Goal:
Extract, verbatim, all lines starting at the one containing "Tag one point on every instance of the blue stadium" and ending with the final line of the listing, and no others.

Records contained in a dataset
---

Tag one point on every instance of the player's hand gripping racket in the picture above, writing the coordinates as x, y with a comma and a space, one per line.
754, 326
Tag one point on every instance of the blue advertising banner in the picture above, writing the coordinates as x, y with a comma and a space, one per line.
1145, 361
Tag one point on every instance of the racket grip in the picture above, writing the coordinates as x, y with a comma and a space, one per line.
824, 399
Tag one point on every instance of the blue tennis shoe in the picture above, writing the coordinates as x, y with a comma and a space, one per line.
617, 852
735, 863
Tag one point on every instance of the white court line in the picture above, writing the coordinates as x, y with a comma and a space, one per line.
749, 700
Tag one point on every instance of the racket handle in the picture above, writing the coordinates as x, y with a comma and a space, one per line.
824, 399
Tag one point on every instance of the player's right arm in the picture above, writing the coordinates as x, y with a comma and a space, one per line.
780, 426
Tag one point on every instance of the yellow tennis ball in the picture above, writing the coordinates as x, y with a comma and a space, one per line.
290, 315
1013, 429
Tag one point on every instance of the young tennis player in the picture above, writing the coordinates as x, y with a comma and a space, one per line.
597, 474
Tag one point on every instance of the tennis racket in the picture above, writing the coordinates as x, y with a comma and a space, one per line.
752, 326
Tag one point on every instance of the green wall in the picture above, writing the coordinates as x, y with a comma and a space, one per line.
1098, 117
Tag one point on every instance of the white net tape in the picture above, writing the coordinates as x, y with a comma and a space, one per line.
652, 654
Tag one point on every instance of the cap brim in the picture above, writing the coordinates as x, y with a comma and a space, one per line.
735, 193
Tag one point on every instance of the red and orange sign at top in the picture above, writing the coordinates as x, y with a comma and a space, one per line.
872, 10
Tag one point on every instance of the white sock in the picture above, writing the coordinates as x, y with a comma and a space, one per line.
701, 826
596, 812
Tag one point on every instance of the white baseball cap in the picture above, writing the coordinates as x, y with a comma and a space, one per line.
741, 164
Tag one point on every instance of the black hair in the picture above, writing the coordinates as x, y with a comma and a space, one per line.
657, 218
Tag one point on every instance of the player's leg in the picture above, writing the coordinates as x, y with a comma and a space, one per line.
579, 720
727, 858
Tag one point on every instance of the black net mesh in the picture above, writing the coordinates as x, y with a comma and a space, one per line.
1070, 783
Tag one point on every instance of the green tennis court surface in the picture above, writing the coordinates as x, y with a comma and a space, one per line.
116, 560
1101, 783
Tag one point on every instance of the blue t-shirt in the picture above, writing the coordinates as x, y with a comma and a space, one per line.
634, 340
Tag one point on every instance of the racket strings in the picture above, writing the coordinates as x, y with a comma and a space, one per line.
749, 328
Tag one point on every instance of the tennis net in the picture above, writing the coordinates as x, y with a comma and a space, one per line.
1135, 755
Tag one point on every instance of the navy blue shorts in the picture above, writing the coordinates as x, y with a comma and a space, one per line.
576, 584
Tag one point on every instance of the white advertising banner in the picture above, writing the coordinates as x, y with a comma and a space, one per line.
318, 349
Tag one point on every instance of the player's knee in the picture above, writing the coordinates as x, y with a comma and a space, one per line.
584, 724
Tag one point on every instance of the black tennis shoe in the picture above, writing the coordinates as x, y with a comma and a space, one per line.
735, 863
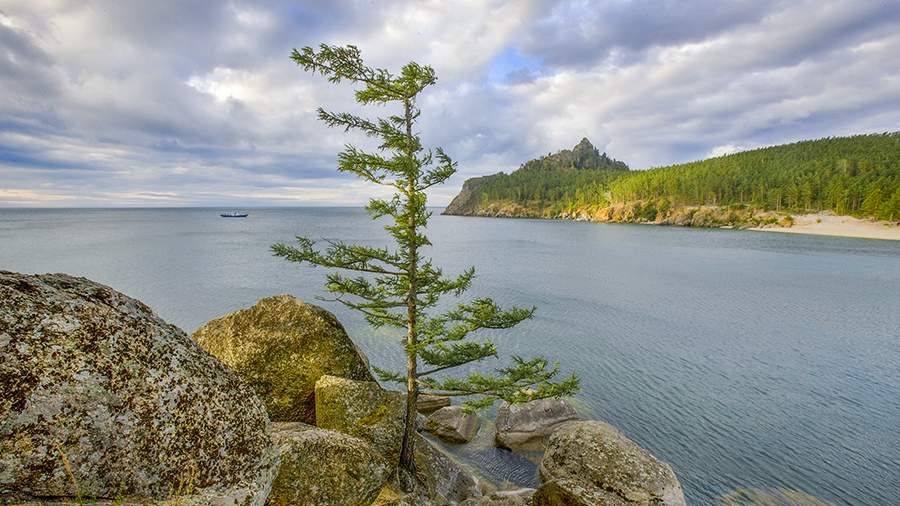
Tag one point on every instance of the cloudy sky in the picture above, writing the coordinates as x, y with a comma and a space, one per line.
140, 103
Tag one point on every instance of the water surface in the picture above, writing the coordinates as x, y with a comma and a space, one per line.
745, 359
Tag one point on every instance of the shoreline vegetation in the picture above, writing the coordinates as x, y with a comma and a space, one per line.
846, 187
820, 223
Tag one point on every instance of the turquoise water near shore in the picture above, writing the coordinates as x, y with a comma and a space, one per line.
745, 359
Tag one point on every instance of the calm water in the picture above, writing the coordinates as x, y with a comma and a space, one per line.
744, 359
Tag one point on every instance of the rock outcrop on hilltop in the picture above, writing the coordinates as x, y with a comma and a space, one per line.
593, 463
99, 398
281, 347
562, 167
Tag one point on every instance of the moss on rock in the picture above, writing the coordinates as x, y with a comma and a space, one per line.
281, 347
362, 409
586, 460
325, 468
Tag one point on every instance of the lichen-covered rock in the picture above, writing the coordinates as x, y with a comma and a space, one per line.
427, 403
281, 346
590, 460
101, 398
444, 476
362, 409
528, 426
452, 424
325, 468
574, 493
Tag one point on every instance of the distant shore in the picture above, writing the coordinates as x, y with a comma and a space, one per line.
842, 226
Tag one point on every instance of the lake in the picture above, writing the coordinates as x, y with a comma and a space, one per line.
744, 359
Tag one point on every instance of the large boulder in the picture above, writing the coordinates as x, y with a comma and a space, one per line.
281, 347
452, 424
362, 409
445, 477
100, 398
528, 426
325, 468
593, 463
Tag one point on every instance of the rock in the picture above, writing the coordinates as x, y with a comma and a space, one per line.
443, 475
281, 346
427, 403
527, 426
573, 493
452, 424
362, 409
589, 461
520, 497
100, 398
325, 468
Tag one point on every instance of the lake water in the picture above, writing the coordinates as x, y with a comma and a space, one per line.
745, 359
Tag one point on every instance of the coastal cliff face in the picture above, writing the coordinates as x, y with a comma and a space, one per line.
856, 176
465, 204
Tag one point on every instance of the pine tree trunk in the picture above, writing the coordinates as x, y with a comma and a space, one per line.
407, 473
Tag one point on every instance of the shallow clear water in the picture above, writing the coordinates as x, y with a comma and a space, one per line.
745, 359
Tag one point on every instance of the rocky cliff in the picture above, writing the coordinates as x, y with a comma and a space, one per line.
567, 168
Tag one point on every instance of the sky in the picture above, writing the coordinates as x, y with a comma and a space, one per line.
196, 103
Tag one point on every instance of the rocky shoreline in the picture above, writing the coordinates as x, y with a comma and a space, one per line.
102, 402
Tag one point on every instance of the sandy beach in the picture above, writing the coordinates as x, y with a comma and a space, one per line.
844, 226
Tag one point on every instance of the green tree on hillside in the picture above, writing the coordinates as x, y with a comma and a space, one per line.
400, 287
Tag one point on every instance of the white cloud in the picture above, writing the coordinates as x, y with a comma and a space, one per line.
161, 103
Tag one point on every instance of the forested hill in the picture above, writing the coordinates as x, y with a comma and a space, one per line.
540, 182
857, 175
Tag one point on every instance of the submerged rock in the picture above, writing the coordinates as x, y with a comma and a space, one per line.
362, 409
520, 497
452, 424
528, 426
593, 463
100, 398
281, 346
325, 468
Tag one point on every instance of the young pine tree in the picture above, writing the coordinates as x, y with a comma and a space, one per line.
400, 287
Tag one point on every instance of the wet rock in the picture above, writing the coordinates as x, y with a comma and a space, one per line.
281, 346
520, 497
325, 468
593, 463
452, 424
573, 493
528, 426
102, 399
362, 409
427, 403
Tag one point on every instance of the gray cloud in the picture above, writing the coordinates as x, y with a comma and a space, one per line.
143, 103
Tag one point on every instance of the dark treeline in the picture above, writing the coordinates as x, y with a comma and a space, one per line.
857, 175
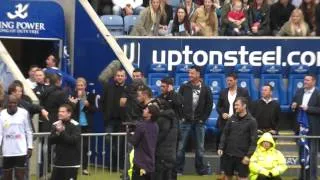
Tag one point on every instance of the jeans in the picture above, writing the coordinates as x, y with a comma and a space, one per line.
198, 131
311, 173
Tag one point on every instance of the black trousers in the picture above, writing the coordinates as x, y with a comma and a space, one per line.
136, 174
262, 177
163, 171
85, 129
64, 173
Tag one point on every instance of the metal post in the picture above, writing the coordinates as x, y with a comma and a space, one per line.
81, 156
110, 158
96, 155
103, 152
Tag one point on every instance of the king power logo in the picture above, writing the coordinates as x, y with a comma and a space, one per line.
20, 12
19, 23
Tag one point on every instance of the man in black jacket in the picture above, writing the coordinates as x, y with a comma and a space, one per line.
308, 99
266, 111
53, 98
238, 141
66, 135
197, 106
167, 141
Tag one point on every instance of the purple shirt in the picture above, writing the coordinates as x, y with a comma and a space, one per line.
144, 141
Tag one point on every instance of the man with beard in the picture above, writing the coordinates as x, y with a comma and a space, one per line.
238, 141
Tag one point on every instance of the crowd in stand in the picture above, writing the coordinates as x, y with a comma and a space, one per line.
214, 17
162, 125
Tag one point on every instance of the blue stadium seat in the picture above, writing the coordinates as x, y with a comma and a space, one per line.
215, 78
181, 74
211, 125
272, 74
129, 22
114, 24
155, 74
174, 3
246, 79
296, 77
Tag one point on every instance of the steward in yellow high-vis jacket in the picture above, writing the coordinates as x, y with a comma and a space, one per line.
267, 162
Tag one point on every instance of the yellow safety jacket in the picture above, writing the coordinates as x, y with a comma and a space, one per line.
265, 161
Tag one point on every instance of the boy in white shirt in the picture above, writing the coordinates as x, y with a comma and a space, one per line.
16, 139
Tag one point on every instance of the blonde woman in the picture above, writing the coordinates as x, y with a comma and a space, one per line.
149, 20
296, 26
204, 22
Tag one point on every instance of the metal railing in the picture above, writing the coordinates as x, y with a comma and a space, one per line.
100, 152
100, 147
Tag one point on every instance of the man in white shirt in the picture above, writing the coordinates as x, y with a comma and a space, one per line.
16, 139
308, 99
127, 7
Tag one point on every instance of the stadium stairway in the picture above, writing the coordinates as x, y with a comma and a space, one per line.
287, 146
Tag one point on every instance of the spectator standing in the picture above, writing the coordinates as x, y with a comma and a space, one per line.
197, 106
174, 99
85, 108
317, 19
166, 17
308, 99
52, 64
296, 26
266, 111
259, 18
225, 105
238, 22
190, 6
267, 163
238, 141
279, 14
149, 20
66, 135
204, 22
308, 8
167, 141
31, 79
54, 98
127, 7
129, 97
144, 141
16, 139
114, 114
181, 24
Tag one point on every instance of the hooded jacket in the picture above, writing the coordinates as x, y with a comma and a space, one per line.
167, 138
267, 161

---

Task response:
Tag one point on every instance of the blue stadium seat in the picture above, writing the coordinates as x, y with a comma and a space, one per line.
215, 78
181, 74
211, 125
272, 74
129, 22
114, 24
155, 74
174, 3
246, 79
296, 77
Tag one point on every instance of the steward in yellow high-vis jacket in the picture above, writing the coordinates as x, y with a comma and a space, one per line.
267, 162
Tag one point on every instance of the yellow safety jacket in the picture above, writing the coordinates as x, y with a comma and a space, one per line.
265, 161
Tag one point on every instance of the boy in white shirt in the picture above, writing the coordinates as x, y with a comma and a space, one per line.
16, 139
Tag one point on every instance of the blonde woman in the picture above, writing the coordinates as x, y with a comma and a space, one per line.
149, 20
296, 26
204, 22
Tag one point on every instance of the metal railing in the picture above, writing the coordinates as x, y with a comma and a space, one per line.
100, 152
100, 147
Tag one point on every instance of the man in white shirt in the picture above, writing the coordinates as x, y with a comma and a space, one per line.
16, 139
308, 99
127, 7
Tag one point on every instance of the stadium stairway in the picture above, writing the coordinates as x, y with a comma and a space, one per line.
287, 146
Tag one point on every instance of the spectator standing in the picture above, writing the coordinates as x, y with a comma and a space, one per line.
197, 106
174, 99
85, 108
317, 19
166, 17
308, 99
52, 64
296, 26
266, 111
259, 18
225, 105
238, 22
190, 6
267, 163
238, 141
279, 14
149, 20
66, 135
204, 22
308, 8
167, 141
31, 79
54, 98
127, 7
129, 97
144, 141
16, 139
114, 114
181, 24
Tag one point on every instance of the hooded jacket in the picture above, writing the coordinates as x, y with a comma and a space, one per line.
167, 138
267, 161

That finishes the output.